__DATA__
★ ★ ★ ★
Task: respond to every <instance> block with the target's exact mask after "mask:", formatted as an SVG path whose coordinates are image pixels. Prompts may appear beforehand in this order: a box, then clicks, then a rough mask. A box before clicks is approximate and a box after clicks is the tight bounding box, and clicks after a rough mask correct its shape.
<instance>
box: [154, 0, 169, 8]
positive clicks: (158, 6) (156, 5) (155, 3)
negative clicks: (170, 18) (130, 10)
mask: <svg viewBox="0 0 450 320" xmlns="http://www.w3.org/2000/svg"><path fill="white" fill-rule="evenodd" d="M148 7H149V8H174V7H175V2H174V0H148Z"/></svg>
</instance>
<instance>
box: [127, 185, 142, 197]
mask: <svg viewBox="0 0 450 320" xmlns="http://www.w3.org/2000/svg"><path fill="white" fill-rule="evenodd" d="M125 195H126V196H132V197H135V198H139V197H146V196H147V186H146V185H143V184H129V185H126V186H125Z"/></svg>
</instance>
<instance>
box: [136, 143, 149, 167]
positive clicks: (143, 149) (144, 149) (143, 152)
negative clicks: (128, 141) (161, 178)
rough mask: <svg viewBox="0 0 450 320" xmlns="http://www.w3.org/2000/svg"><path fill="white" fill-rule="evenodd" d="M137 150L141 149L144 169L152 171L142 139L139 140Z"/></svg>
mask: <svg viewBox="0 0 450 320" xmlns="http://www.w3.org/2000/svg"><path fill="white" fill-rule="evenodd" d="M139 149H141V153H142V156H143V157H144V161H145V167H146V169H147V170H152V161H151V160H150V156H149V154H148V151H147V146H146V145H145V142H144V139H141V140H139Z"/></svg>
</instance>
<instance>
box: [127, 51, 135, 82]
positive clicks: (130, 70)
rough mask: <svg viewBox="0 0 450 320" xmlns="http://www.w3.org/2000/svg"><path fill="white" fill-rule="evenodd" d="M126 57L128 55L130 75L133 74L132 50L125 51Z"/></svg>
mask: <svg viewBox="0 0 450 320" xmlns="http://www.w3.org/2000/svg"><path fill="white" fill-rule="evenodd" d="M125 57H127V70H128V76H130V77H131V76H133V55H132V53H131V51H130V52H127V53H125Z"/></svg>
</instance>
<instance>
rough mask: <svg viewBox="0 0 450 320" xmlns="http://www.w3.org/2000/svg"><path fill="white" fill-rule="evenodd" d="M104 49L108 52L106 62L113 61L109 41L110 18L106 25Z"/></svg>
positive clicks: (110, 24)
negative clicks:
★ ★ ★ ★
__YOUR ASSIGNMENT__
Reproduce all of the records above verbatim, line for line, with every character unchanged.

__RESPONSE TO THIS TASK__
Task: respond to every <instance> block with the target's exact mask after "mask:", formatted as an SVG path whose coordinates are image pixels. Prompts may appear beforehand in this order: a box, then clicks, then a rough mask. A box before clicks is approximate and a box after clicks is the tight bounding box, and clicks after a rough mask correct its shape.
<instance>
box: [154, 0, 169, 8]
positive clicks: (158, 6) (156, 5) (155, 3)
negative clicks: (170, 18) (130, 10)
mask: <svg viewBox="0 0 450 320" xmlns="http://www.w3.org/2000/svg"><path fill="white" fill-rule="evenodd" d="M148 7H149V8H174V7H175V2H174V0H148Z"/></svg>
</instance>
<instance>
box: [127, 185, 142, 197]
mask: <svg viewBox="0 0 450 320" xmlns="http://www.w3.org/2000/svg"><path fill="white" fill-rule="evenodd" d="M125 195H126V196H132V197H135V198H139V197H146V196H147V186H146V185H143V184H129V185H126V186H125Z"/></svg>
</instance>
<instance>
box: [136, 143, 149, 167]
positive clicks: (143, 149) (144, 149) (143, 152)
negative clicks: (128, 141) (161, 178)
rough mask: <svg viewBox="0 0 450 320" xmlns="http://www.w3.org/2000/svg"><path fill="white" fill-rule="evenodd" d="M137 150L141 149L144 169L152 171L142 139L139 140Z"/></svg>
mask: <svg viewBox="0 0 450 320" xmlns="http://www.w3.org/2000/svg"><path fill="white" fill-rule="evenodd" d="M139 149H141V153H142V156H143V157H144V161H145V167H146V169H147V170H152V161H151V160H150V156H149V154H148V151H147V146H146V145H145V142H144V139H141V140H139Z"/></svg>
</instance>
<instance>
box: [127, 51, 135, 82]
positive clicks: (130, 70)
rough mask: <svg viewBox="0 0 450 320" xmlns="http://www.w3.org/2000/svg"><path fill="white" fill-rule="evenodd" d="M126 57L128 55L130 75L133 74L132 50L125 51Z"/></svg>
mask: <svg viewBox="0 0 450 320" xmlns="http://www.w3.org/2000/svg"><path fill="white" fill-rule="evenodd" d="M125 57H127V70H128V76H130V77H131V76H133V55H132V53H131V51H130V52H127V53H125Z"/></svg>
</instance>
<instance>
rough mask: <svg viewBox="0 0 450 320" xmlns="http://www.w3.org/2000/svg"><path fill="white" fill-rule="evenodd" d="M104 49L108 52L106 62L113 61L109 41L110 18L106 25Z"/></svg>
positive clicks: (110, 24)
negative clicks:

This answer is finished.